Records from a dataset
□ □ □ □ □
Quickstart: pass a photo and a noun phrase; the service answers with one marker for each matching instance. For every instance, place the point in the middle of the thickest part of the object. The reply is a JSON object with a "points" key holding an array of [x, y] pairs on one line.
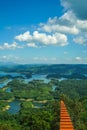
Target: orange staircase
{"points": [[65, 121]]}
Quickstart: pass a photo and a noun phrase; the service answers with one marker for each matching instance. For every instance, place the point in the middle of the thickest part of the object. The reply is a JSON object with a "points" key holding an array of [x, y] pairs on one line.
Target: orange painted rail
{"points": [[65, 121]]}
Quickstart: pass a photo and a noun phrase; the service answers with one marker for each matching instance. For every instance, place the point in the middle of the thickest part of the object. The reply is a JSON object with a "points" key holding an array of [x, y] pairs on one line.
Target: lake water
{"points": [[4, 83], [14, 107]]}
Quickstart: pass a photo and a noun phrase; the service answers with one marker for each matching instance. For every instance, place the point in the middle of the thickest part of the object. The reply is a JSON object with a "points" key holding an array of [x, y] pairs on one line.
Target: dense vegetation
{"points": [[37, 93]]}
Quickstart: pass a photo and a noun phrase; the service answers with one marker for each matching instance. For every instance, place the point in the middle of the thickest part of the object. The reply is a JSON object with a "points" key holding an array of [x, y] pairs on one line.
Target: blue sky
{"points": [[43, 31]]}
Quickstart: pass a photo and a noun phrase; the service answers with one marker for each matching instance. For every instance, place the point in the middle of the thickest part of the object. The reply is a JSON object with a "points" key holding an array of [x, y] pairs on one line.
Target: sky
{"points": [[43, 31]]}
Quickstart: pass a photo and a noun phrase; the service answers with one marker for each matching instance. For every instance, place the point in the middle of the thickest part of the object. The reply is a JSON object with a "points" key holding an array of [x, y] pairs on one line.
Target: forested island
{"points": [[37, 90]]}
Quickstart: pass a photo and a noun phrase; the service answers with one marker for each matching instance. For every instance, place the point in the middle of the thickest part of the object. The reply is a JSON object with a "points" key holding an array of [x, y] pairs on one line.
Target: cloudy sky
{"points": [[43, 31]]}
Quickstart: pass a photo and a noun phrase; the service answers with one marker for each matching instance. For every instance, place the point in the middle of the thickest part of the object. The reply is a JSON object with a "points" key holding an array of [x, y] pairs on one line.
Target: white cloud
{"points": [[43, 38], [65, 52], [24, 37], [14, 45], [78, 58], [64, 24], [32, 45]]}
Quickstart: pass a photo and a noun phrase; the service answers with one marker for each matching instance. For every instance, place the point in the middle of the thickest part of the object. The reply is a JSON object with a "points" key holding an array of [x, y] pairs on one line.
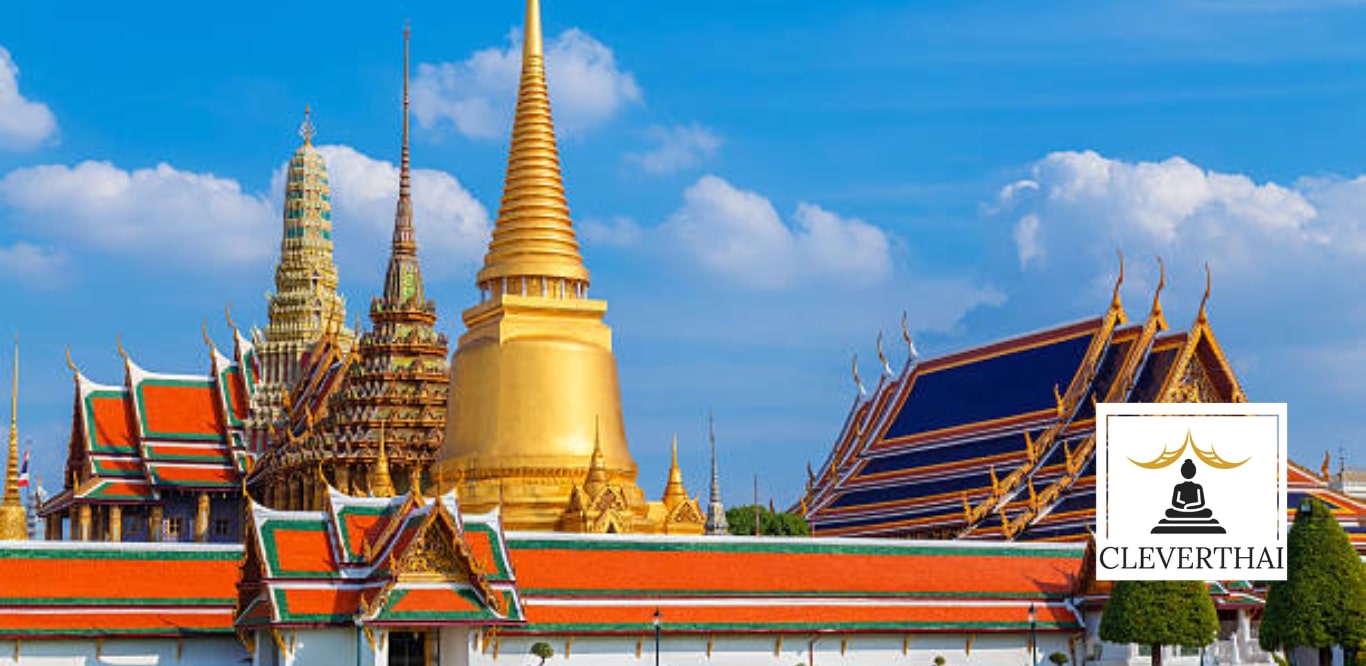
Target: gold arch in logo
{"points": [[1209, 457]]}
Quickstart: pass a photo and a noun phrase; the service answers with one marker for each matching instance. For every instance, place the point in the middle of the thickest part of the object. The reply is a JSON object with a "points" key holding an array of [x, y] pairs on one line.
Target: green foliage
{"points": [[1160, 613], [1322, 599], [542, 650], [771, 524]]}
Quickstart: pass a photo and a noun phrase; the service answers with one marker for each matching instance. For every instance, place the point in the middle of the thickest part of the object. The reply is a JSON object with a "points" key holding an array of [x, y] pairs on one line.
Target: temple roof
{"points": [[615, 583], [387, 561], [997, 441], [159, 431], [135, 590]]}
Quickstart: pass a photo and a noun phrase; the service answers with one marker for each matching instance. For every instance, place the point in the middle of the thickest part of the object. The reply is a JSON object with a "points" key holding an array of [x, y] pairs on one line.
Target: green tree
{"points": [[771, 524], [1322, 599], [542, 650], [1160, 613]]}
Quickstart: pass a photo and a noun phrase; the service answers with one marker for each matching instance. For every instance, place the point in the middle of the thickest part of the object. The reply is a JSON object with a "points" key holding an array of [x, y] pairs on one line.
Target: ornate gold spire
{"points": [[597, 470], [14, 523], [674, 490], [533, 236], [403, 279]]}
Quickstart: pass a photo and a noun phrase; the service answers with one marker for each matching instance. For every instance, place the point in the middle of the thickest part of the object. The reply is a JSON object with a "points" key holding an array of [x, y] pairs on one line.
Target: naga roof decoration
{"points": [[159, 431], [996, 442], [614, 584], [377, 561], [135, 590]]}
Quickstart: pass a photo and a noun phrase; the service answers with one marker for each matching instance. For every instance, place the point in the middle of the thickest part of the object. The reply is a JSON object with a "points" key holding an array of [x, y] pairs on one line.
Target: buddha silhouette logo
{"points": [[1208, 508], [1189, 512]]}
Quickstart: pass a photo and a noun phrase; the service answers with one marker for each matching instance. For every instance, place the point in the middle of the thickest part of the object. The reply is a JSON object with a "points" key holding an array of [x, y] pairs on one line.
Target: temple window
{"points": [[175, 528]]}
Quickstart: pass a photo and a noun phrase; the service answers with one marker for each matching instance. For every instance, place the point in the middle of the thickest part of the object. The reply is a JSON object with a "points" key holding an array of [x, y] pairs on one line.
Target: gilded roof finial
{"points": [[887, 367], [306, 127], [381, 485], [533, 235], [71, 363], [1204, 317], [910, 344], [1119, 281], [206, 339], [674, 490], [1156, 313], [14, 522]]}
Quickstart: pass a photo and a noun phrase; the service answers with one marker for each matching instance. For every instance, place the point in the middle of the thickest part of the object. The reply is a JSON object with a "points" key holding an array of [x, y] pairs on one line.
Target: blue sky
{"points": [[761, 187]]}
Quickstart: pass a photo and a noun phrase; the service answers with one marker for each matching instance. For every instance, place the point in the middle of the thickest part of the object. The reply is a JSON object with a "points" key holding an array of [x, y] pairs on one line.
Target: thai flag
{"points": [[23, 470]]}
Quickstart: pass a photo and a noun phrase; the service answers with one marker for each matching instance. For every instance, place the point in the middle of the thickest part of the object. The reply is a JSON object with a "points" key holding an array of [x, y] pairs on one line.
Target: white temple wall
{"points": [[331, 646], [756, 650], [197, 651]]}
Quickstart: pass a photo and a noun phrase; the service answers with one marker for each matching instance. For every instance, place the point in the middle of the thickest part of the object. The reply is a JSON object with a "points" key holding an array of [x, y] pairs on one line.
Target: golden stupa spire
{"points": [[674, 490], [381, 485], [533, 246], [14, 523], [597, 470]]}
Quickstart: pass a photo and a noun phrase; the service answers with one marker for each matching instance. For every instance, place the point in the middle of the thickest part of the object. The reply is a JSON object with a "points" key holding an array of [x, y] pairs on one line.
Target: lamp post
{"points": [[657, 629], [1033, 618]]}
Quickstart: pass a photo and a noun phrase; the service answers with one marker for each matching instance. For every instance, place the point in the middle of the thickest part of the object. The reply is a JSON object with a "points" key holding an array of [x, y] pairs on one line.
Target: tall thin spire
{"points": [[716, 522], [403, 279], [533, 238], [14, 523]]}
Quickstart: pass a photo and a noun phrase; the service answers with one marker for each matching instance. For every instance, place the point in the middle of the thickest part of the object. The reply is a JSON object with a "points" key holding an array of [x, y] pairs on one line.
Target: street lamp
{"points": [[657, 628], [1033, 618]]}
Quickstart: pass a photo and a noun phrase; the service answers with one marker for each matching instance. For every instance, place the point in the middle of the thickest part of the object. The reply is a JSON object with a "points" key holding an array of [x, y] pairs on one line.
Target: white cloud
{"points": [[477, 94], [452, 227], [1026, 239], [678, 148], [739, 236], [163, 213], [33, 265], [200, 220], [23, 123], [616, 232], [1180, 210]]}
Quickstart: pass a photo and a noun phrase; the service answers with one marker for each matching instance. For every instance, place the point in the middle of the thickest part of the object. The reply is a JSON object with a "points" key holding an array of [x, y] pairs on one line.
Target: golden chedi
{"points": [[534, 400]]}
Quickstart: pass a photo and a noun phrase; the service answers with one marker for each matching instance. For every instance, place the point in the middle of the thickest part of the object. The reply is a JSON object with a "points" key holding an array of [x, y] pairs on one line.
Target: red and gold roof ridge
{"points": [[426, 564]]}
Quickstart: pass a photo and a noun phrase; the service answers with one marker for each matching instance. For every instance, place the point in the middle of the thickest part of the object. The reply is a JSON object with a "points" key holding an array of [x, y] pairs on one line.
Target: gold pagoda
{"points": [[305, 305], [366, 421], [534, 421]]}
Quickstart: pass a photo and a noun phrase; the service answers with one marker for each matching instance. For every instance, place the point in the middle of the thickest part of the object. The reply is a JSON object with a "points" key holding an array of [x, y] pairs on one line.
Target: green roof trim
{"points": [[786, 627], [791, 547], [761, 594]]}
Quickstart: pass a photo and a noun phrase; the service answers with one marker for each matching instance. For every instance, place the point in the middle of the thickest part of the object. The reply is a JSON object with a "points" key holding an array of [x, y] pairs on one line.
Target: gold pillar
{"points": [[84, 524], [201, 519], [116, 523], [343, 478], [155, 524]]}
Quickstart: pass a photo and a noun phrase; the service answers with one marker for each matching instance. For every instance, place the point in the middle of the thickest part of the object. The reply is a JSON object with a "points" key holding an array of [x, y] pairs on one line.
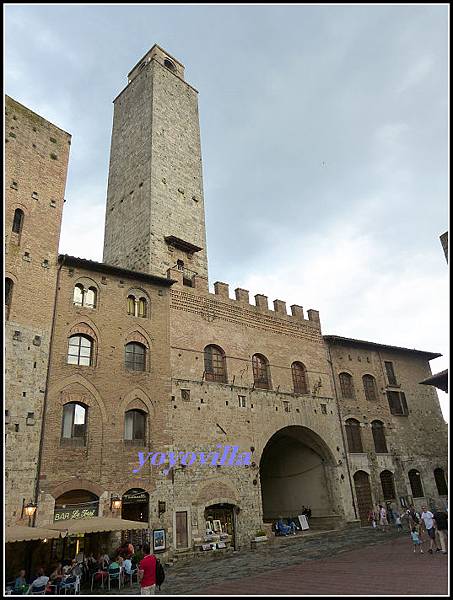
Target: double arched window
{"points": [[80, 350], [300, 382], [215, 364], [18, 221], [135, 356], [137, 306], [416, 483], [74, 423], [369, 386], [135, 426], [388, 485], [261, 374], [85, 296], [380, 444], [346, 385], [353, 435]]}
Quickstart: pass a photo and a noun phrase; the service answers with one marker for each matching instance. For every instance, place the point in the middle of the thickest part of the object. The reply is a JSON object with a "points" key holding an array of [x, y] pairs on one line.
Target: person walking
{"points": [[427, 519], [147, 572], [441, 524]]}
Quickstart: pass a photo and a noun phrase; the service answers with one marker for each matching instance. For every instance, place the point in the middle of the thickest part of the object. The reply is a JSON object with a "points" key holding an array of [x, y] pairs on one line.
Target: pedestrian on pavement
{"points": [[415, 536], [441, 524], [427, 519], [147, 572]]}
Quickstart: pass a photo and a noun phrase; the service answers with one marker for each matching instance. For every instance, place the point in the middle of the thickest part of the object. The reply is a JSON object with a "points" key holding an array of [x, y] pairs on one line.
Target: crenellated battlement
□ □ □ □ □
_What this task involves_
Identify each line of the listing above that contains the word "golden", matching case exactly, and copy those lines.

_Full output_
Target: golden stupa spire
Target: golden chedi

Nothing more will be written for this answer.